_WHAT TO WORK ON:_
a - Answer these questions using the vitamin C passage below:
(i) Besides humans, which animals does it list as not producing vitamin C?
(ii) What substance, according to Pauling's first thesis, is vitamin C used to create?
(iii) What did Pauling think cholesterol deposits were?
b - In the vitamin C passage below, retype the text between "What’s the deal" and "weren’t getting enough.", inclusive.

_PASSAGE PROVIDED:_
____
What’s the deal with vitamin C?
Every animal produces it, except for gorillas, fruit bats, guinea pigs, and . . . (drumroll) humans. And most animals make more vitamin C per pound than the recommended daily allowance, by far.
Linus Pauling, somewhere around winning his second unshared Nobel Prize©, came to the conclusion that vitamin C was the solution to most of our health problems. Whereas the FDA thinks you need a tiny wisp of vitamin C, Linus felt that you could treat vitamin C like a sorority girl treats Diet Coke©. Eat it all the time. Inject it in your nose. Have a bath in it. Put it in your gas tank. Wait . . . DON’T put it in your gas tank. Think of the fuel injectors, man!
But, in Pauling’s thought, we people certainly weren’t getting enough.
Pauling’s first thesis is that vitamin C is used in the creation of the stuff that keeps your blood vessels together – collagen. He thought that cholesterol deposits were the body’s way of putting duct tape on the inside of you so you didn’t bleed internally. A better solution would be to make the stuff that actually fixes your circulatory system available to actually fix it.
____
[Data extracted from a collection]

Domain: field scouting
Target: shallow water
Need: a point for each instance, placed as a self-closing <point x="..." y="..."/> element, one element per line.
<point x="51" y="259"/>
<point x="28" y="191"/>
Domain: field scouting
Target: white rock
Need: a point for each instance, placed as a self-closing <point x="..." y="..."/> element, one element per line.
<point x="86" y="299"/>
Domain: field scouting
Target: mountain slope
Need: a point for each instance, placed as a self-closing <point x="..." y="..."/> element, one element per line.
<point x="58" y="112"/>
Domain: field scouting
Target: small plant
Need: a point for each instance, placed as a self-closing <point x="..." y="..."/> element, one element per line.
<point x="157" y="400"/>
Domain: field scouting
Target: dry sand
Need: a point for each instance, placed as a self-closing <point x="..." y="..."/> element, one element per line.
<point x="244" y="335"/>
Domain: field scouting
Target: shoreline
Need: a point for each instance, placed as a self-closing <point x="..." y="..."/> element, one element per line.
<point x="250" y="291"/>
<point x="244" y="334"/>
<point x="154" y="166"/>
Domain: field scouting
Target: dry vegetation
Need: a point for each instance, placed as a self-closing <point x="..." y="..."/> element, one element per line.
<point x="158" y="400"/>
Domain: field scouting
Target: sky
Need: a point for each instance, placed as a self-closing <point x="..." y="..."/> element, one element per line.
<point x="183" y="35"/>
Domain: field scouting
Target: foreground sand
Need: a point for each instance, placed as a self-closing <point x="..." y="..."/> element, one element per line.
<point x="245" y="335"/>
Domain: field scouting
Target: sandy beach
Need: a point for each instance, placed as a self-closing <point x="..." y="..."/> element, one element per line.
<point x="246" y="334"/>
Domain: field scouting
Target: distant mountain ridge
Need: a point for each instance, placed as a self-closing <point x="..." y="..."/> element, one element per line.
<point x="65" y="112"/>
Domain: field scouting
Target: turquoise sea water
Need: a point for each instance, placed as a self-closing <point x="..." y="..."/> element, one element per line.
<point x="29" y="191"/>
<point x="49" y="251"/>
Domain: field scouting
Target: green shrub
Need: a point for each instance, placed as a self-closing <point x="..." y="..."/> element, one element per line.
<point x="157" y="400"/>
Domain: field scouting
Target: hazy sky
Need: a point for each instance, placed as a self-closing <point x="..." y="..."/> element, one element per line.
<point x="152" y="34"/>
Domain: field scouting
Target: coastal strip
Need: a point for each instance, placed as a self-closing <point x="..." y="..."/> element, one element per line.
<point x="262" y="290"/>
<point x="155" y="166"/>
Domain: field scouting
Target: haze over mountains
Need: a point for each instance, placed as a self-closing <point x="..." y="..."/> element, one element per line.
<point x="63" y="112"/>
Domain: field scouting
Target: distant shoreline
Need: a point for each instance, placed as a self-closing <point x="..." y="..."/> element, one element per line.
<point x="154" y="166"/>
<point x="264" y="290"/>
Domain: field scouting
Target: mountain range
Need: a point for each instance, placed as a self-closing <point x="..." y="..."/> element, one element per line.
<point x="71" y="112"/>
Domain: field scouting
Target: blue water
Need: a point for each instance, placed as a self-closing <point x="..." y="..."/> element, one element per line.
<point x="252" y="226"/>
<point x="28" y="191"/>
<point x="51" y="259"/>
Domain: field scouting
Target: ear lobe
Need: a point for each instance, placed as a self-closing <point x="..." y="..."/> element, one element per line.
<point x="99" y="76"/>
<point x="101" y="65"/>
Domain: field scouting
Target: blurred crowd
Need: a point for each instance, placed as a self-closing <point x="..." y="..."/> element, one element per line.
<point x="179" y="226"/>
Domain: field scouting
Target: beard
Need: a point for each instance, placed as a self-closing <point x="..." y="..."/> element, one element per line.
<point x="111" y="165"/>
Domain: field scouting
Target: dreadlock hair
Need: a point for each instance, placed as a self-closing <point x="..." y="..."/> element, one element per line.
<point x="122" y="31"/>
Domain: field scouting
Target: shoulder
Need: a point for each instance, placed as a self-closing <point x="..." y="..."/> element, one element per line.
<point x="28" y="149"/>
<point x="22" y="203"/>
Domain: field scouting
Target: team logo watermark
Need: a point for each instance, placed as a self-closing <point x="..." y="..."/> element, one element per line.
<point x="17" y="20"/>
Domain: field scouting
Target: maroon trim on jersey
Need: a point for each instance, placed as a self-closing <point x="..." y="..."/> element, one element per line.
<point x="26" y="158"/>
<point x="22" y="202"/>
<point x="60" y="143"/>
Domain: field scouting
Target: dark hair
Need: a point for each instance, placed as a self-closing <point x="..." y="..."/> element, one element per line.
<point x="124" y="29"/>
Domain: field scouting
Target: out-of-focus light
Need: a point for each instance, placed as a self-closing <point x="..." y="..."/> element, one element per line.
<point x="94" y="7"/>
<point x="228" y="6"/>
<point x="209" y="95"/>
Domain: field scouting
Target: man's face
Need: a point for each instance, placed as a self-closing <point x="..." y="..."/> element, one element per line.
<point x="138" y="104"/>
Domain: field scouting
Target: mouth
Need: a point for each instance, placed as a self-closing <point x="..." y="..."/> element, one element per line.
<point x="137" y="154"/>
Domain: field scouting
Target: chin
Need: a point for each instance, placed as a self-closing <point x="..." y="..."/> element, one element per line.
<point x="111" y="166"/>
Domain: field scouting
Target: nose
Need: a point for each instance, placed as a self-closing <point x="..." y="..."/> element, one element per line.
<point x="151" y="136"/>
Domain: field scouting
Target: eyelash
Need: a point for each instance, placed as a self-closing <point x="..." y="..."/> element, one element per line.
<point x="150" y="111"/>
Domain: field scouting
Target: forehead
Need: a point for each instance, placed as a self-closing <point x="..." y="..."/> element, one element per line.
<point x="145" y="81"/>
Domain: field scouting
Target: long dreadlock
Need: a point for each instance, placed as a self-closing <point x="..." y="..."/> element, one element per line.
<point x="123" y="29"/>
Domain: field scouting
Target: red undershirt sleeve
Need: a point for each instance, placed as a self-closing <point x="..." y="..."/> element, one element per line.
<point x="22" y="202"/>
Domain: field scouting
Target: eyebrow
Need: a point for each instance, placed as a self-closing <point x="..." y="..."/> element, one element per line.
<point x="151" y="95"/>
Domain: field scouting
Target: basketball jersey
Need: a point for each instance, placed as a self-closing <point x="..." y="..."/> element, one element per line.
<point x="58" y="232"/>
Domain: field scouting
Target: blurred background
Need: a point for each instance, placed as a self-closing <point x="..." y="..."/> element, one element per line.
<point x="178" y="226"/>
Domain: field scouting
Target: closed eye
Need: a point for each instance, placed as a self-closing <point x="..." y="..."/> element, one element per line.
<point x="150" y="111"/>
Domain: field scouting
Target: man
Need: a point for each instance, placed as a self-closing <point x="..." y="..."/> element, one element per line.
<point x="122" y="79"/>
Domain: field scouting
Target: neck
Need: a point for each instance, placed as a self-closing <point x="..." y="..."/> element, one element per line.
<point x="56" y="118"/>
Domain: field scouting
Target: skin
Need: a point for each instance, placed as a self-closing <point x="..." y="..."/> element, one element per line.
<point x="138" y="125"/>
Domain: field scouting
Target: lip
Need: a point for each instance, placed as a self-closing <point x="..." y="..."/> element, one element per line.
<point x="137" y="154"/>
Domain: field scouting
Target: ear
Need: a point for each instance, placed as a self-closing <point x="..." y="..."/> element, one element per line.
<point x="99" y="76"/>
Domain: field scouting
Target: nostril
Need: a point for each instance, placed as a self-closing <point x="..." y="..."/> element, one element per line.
____
_EXPECTED RESULTS:_
a -
(i) Gorillas, fruit bats, and guinea pigs.
(ii) Collagen, the stuff that keeps blood vessels together.
(iii) The body's way of putting duct tape on the inside of you so you didn't bleed internally.

b -
What’s the deal with vitamin C?
Every animal produces it, except for gorillas, fruit bats, guinea pigs, and . . . (drumroll) humans. And most animals make more vitamin C per pound than the recommended daily allowance, by far.
Linus Pauling, somewhere around winning his second unshared Nobel Prize©, came to the conclusion that vitamin C was the solution to most of our health problems. Whereas the FDA thinks you need a tiny wisp of vitamin C, Linus felt that you could treat vitamin C like a sorority girl treats Diet Coke©. Eat it all the time. Inject it in your nose. Have a bath in it. Put it in your gas tank. Wait . . . DON’T put it in your gas tank. Think of the fuel injectors, man!
But, in Pauling’s thought, we people certainly weren’t getting enough.